I'll second all of the good advice here about your having a good chance of landing 2 CX F tickets. I've done that twice on two trans-Pacific trips with my wife, once 330 days in advance and another several months in advance. And sometimes seats are available even closer to departure dates than that. If the seats are available, there should be no problem with booking one with your AA miles and another with your wife's.

I'd also second chanp's advice about using awardnexus.com. It's free to FT members for moderate levels of use, as would be the case for you. It's a pretty simple system, but if you're new to the mileage game and have trouble figuring it out you can contact the fellow who runs it (ckpeter is his FT handle, I believe), either through that site or through FT.

A few other thoughts:

1. Are you sure that it's too late to get 75K AA miles through the credit card deal? I thought I'd seen posts in the MilesBuzz forum about the link still working, even though officially the deal has ended.
2. As you may know, you can and probably should get the outbound and return tickets separately via AA. It makes things easier in a few ways.
3. I'd enthusiastically endorse flying CX F both ways if at all possible--it's possibly the best award F deal that's readily available using miles, on one of the world's best airlines. Check out the CX forum or Trip Reports forum for more reasons why. More specifically, I believe that CX F is more commonly available than JL F (which I have to confess I've never tried) for an award, and transiting through HKG is easier than through NRT, and on CX you'd be in F for one long trip rather than breaking it up along the way in NRT.
--------------------------------
> WRITTEN REQUEST A: Repeat word for word the part of the forum post that opens with the words containing "A few other" and closes with "deal has ended.".
The forum post and the rows are unrelated material.

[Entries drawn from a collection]
--------------------------------
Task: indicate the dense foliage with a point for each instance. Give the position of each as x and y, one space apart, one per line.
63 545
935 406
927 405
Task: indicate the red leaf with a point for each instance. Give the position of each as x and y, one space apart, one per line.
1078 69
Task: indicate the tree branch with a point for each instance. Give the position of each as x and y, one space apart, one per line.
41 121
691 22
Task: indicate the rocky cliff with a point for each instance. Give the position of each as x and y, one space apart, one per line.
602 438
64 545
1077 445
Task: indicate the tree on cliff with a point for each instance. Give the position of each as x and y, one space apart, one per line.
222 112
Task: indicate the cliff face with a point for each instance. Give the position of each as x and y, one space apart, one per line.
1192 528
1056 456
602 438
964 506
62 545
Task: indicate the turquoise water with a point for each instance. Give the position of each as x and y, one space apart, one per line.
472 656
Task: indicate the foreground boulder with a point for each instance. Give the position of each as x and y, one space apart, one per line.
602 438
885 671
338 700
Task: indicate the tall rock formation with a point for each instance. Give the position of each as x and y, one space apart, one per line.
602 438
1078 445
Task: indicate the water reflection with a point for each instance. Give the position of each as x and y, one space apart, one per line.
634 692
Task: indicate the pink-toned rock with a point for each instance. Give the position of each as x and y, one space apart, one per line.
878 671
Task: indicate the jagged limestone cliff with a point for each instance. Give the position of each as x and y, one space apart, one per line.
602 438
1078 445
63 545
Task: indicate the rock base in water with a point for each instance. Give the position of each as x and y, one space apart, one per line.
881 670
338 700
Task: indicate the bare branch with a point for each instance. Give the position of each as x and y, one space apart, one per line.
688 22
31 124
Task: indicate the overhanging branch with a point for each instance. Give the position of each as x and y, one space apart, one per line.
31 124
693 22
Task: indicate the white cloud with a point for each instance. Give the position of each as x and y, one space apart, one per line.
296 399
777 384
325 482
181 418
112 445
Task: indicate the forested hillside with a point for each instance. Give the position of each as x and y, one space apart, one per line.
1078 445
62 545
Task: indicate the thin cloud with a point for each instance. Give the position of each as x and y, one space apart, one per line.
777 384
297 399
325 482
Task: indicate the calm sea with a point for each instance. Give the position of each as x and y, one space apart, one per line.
--------------------------------
> WRITTEN REQUEST B: Pick out every row that contains the string "cloud" and copy each one in full, treating uppercase and lowercase as different.

> FULL SOLUTION A:
A few other thoughts:

1. Are you sure that it's too late to get 75K AA miles through the credit card deal? I thought I'd seen posts in the MilesBuzz forum about the link still working, even though officially the deal has ended.

> FULL SOLUTION B:
Task: indicate the white cloud with a point for each instance. Give the position of each as x and y, one space apart, one per line.
Task: indicate the thin cloud with a point for each instance. Give the position of each as x and y, one space apart, one per line.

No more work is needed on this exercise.